Data in this exercise Start Marker
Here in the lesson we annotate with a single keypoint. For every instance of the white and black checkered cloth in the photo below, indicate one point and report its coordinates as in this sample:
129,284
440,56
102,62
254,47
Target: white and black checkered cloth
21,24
Data in this exercise End Marker
### Exercise details:
Keeping every word as it is, repeat all of the records.

### Your response:
Here in the lesson we annotate with a single keypoint. For every instance of the white and black checkered cloth in the photo below, indicate one point and report its coordinates as in this sample:
129,284
440,56
102,62
254,47
Target: white and black checkered cloth
21,24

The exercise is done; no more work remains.